第1の実施例では、耐熱性パウチにバラたらこを1kg入れ、脱気密閉包装し、スプレー式のレトルト釜(図3参照)内の棚に並べ、釜を密封する。その後、図5に示される通り、時間t1においてポンプ11を駆動してレトルト釜10内の圧力を大気圧(ここでは0kg/cm2)から、1.0kg/cm2まで上昇させる。レトルト釜10内の圧力が1.0kg/cm2まで上昇した後に、時間t2において、約90℃の温水シャワー14をレトルト釜10内に放出する。これにより、レトルト釜内の温度は室温(常温)から約90℃まで上昇する(時間t3)。このレトルト釜内の温度の上昇に伴い、バラたらこの温度も上昇し、魚卵の細胞膜内の圧力(図5(c)中破線)も上昇する。細胞膜内の圧力は、およそ0.7kg/cm2程度までしか上昇せず、レトルト釜内の圧力(細胞膜外圧力)の1.0kg/cm2よりも低く抑えられ、魚卵の細胞膜が外部から内部に向かう0.1〜0.3kg/cm2程度の圧力を受けることになる。

++++++

## 課題一覧
a: リストのうち「Question. Indicate one point on each instance of the baseboard」を含む行から始まり「[(530, 381)]」を含む行で終わる範囲を、「tuples」を「pairs」に置き換え、ほかは一切変えずに修正して示してください。
b: バラたらこのレトルト処理に関する抜粋を、最後の文の後から書き継いでください。

## 演習用資料
++++++

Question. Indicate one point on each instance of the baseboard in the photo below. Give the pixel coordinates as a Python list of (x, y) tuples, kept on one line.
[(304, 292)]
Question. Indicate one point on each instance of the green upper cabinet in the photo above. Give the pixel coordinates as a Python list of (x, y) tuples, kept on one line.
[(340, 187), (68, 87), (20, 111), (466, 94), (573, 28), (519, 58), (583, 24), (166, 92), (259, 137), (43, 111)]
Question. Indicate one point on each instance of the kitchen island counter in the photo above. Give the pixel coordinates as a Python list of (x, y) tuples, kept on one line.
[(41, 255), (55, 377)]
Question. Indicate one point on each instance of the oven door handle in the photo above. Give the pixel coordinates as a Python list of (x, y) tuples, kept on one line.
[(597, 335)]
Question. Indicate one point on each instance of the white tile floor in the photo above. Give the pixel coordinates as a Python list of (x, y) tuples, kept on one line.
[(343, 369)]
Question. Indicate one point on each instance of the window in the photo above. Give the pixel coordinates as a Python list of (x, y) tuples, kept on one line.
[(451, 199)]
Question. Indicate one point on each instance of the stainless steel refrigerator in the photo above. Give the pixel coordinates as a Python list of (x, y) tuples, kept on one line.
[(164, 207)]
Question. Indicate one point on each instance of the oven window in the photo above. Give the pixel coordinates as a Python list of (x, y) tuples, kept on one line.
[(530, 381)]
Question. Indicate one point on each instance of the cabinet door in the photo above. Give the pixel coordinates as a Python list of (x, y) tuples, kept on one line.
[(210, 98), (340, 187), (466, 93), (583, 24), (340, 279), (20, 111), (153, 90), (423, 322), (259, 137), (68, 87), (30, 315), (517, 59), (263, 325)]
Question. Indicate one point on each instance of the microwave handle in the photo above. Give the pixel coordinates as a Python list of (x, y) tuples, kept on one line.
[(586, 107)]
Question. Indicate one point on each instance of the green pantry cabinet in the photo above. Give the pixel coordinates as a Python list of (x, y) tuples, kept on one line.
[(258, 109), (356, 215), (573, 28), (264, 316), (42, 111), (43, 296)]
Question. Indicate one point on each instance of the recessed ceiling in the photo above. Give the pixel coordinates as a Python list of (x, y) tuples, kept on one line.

++++++

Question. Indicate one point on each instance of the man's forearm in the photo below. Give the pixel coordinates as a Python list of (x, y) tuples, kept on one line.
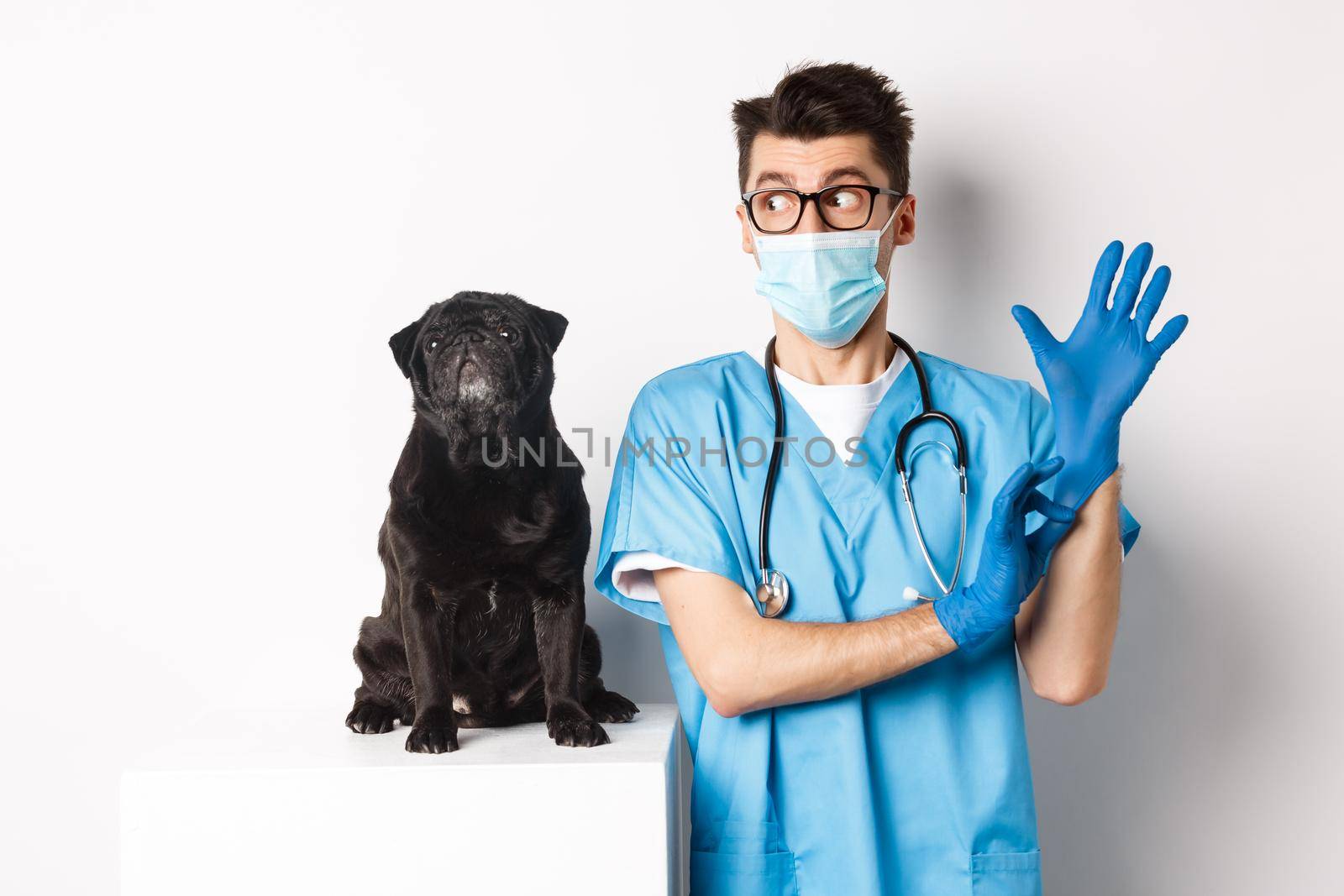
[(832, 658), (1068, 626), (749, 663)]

++++++

## 課題別解答
a:
Question. Indicate one point on each instance of the baseboard in the photo below. Give the pixel coordinates as a Python list of (x, y) pairs, kept on one line.
[(304, 292)]
Question. Indicate one point on each instance of the green upper cabinet in the photo above. Give the pixel coordinates as a Python list of (x, y) pairs, kept on one line.
[(340, 187), (68, 87), (20, 111), (466, 94), (573, 28), (519, 58), (583, 24), (166, 92), (259, 137), (43, 111)]
Question. Indicate one point on each instance of the kitchen island counter in the photo above. Give the pixel coordinates as a Python list of (x, y) pairs, kept on one line.
[(41, 255), (55, 377)]
Question. Indicate one point on each instance of the oven door handle in the photo above. Give the pixel coordinates as a Python list of (x, y) pairs, kept on one line.
[(597, 335)]
Question. Indicate one point on each instance of the white tile floor in the photo above. Give the pixel coordinates as a Python list of (x, y) pairs, kept on one line.
[(343, 369)]
Question. Indicate one point on each instance of the window in the photo above. Give the pixel coordinates as a Python list of (x, y) pairs, kept on one line.
[(451, 199)]
Question. Indicate one point on each instance of the stainless steel refrigerator in the photo above. Give the pixel coordinates as a Python list of (x, y) pairs, kept on one line.
[(164, 207)]
Question. Indicate one point on each instance of the oven window in the photo above. Give the pixel coordinates as a Python list of (x, y) pairs, kept on one line.
[(530, 381)]

b:
【0024】
この状態で、約30分間温水シャワーの放水を継続して約90℃を維持し、バラたらこの加熱を行う。魚卵の細胞膜が外部から圧力をかけられた状態で内部が加熱されるので、細胞膜(皮)が破裂することはない。時間t3から時間t4まで約30分間加熱してから、時間t4で温水シャワーの放水を止めて、レトルト釜を冷却(或いは自然冷却)して内部の温度を室温(常温)付近まで低下させる。時間t5にてレトルト釜内の温度が室温付近まで低下したあと、時間t6でポンプ11の駆動を止めてレトルト釜内の圧力を大気圧近傍まで低下させる。大気圧まで低下してから(時間t7)、レトルト釜の開閉扉を開けて、内部のバラたらこを取り出した。
【0025】
加工されたバラたらこは、ほとんどドリップがなく、プチプチした食感を持った蛋白変性バラたらこを得ることができた。しかも、加工後の重量も最初の重量の1.0kgとほとんど変化はなかった。
【0026】
尚、本実施例でパウチを利用したが、例えば耐熱性のプラスチック容器にバラたらこを入れて、含気密封して、同様の加熱工程を施しても、同様の効果を得ることができる。また、レトルト釜を図4の如き熱水式レトルト釜に置き換えることも可能である。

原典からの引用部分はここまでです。